***** Input material *****

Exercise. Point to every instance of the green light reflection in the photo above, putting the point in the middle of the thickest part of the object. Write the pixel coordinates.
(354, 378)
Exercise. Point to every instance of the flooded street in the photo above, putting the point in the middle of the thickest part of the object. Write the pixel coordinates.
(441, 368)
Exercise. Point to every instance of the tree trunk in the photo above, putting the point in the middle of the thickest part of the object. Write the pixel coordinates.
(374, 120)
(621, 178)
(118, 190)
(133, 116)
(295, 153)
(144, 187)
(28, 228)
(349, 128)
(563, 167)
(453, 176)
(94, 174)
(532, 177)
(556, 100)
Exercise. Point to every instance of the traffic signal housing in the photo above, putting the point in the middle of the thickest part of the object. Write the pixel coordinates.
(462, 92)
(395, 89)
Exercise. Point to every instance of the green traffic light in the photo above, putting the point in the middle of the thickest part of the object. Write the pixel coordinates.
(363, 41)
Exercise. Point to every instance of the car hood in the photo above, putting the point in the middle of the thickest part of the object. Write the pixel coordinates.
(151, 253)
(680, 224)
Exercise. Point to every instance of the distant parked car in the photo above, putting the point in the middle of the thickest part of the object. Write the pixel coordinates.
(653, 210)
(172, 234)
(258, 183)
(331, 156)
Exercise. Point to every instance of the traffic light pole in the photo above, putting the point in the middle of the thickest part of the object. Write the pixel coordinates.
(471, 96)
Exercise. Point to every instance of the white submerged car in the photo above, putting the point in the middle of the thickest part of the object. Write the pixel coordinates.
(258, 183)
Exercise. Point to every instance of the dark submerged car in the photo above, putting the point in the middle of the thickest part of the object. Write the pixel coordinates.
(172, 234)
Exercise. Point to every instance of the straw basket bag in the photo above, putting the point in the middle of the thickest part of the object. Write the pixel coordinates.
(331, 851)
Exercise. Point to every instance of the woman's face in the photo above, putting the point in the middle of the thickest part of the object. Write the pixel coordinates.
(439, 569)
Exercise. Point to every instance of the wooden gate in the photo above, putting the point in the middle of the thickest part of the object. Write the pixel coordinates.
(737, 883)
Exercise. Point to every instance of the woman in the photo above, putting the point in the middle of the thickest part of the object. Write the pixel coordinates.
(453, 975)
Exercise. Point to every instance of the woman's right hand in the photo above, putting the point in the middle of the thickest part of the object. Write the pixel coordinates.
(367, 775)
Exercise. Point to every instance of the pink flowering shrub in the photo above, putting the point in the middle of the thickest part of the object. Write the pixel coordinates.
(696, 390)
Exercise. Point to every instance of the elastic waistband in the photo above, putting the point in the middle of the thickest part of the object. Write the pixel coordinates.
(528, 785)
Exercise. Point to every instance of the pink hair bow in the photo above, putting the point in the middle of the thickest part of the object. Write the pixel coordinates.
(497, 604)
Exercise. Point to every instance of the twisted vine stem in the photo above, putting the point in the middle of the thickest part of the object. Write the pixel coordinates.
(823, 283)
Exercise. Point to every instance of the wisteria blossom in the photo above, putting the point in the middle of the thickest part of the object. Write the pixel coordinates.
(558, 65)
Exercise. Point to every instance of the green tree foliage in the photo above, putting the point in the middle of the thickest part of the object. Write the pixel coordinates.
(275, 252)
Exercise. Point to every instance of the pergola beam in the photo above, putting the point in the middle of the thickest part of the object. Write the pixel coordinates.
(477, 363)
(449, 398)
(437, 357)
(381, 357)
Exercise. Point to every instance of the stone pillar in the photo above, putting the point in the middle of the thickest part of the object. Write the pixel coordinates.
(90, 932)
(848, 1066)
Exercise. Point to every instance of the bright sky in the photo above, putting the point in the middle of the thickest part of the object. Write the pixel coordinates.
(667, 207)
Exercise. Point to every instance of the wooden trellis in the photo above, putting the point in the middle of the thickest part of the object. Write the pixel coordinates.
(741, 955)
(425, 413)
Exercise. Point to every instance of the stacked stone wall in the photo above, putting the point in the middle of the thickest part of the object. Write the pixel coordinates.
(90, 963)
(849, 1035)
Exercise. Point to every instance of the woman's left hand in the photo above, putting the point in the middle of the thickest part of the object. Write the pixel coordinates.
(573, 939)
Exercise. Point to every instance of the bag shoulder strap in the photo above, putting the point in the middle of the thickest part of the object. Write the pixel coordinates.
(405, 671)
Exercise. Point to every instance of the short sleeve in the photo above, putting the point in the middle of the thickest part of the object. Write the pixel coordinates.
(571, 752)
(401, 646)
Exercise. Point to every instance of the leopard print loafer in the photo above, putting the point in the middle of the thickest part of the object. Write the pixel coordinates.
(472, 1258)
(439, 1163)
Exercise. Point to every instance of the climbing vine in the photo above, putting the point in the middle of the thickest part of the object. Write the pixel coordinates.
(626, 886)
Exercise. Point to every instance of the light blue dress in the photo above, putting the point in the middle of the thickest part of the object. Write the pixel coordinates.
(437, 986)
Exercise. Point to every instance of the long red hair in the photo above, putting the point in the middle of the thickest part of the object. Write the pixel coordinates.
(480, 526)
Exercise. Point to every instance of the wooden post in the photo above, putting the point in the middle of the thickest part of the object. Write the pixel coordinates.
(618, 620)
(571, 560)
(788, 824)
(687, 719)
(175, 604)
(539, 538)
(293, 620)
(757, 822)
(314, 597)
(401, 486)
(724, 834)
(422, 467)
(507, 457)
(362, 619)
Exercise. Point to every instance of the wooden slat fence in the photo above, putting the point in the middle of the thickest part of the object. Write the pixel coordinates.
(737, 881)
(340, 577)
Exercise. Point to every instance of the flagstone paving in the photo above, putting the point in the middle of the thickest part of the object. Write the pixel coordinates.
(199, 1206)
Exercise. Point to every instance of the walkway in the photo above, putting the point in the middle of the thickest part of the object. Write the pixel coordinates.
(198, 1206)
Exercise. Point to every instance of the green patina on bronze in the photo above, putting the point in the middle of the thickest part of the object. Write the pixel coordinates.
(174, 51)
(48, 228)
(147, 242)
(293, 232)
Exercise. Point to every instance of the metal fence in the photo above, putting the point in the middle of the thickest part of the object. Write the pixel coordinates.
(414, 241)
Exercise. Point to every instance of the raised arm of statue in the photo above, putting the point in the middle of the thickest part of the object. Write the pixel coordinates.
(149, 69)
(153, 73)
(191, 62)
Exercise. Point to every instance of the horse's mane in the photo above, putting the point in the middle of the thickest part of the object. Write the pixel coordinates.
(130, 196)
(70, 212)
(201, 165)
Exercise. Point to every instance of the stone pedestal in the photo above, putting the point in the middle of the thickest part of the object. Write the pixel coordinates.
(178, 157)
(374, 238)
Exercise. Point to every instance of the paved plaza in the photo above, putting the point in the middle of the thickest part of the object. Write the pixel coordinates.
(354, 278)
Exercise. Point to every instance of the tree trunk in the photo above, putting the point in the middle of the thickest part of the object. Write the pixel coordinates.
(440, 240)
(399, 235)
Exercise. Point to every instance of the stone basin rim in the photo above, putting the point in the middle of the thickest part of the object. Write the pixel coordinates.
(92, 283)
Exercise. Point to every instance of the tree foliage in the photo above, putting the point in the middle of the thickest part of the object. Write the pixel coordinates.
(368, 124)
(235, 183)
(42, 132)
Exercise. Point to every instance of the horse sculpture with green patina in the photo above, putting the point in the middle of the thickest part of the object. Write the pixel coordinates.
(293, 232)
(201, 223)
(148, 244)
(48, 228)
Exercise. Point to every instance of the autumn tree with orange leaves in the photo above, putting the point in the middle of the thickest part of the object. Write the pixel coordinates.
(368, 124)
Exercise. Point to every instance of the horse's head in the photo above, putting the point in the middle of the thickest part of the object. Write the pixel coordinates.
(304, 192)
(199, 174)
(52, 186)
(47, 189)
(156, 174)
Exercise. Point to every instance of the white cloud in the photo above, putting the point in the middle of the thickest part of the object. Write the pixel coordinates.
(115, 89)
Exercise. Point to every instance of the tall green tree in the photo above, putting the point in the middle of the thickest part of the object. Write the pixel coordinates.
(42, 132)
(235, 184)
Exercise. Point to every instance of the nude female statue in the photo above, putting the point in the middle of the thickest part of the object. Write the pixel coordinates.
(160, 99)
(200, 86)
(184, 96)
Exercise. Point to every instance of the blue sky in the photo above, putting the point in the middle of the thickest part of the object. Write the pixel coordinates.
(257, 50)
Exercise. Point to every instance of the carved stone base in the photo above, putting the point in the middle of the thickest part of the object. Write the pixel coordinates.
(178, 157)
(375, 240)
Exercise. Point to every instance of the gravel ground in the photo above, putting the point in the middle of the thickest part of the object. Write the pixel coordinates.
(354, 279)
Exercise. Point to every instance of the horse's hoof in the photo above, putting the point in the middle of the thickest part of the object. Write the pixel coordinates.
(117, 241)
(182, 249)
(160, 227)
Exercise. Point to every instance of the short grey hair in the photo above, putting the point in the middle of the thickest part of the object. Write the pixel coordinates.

*****

Exercise instructions :: Can you quote, word for word, everything in the records above from the line containing "Exercise. Point to every instance of the woman's left" down to the line containing "(198, 1206)", with both of those lines included?

Answer below ::
Exercise. Point to every instance of the woman's left hand in the photo above, putting the point in the middle of the thickest part of the object. Write the pixel coordinates.
(573, 939)
Exercise. Point to every instance of the bag shoulder strap in the photo above, putting the point in the middle of the thickest part of the object. Write the pixel coordinates.
(405, 671)
Exercise. Point to every instance of the short sleeve in the photo above, putting the point in the middle of the thickest part of the object. Write the pixel coordinates.
(571, 752)
(401, 646)
Exercise. Point to every instance of the leopard print loafer in the photo above, putting the point in the middle of the thickest part of the object. Write the pixel coordinates.
(472, 1258)
(439, 1163)
Exercise. Point to every instance of the climbing vine in the photo above, putting the point in the middle of the thickest part of the object. Write the pixel coordinates.
(626, 886)
Exercise. Point to every instance of the light blue dress in the photo above, putting the point in the middle of the thickest part of the object. Write the pixel coordinates.
(437, 986)
Exercise. Point to every instance of the long red hair in the photo above, putting the point in the middle of the thickest part of the object. Write the pixel coordinates.
(480, 526)
Exercise. Point to every instance of the wooden post in the photo above, putting the point in the middle of the thickest part of the object. Write the pixel coordinates.
(618, 620)
(571, 560)
(788, 824)
(687, 719)
(175, 604)
(539, 538)
(293, 620)
(757, 822)
(314, 597)
(401, 486)
(724, 834)
(422, 467)
(507, 457)
(362, 619)
Exercise. Point to every instance of the wooden slat fence in the photo above, putting the point in the middle of the thickest part of the object. Write the pixel coordinates.
(737, 881)
(340, 577)
Exercise. Point to every instance of the flagstone paving in the photo above, putting the point in the middle of the thickest part of the object. Write the pixel coordinates.
(199, 1206)
Exercise. Point to every instance of the walkway in the photo above, putting the point in the middle of the thickest part of the object. Write the pixel coordinates.
(198, 1206)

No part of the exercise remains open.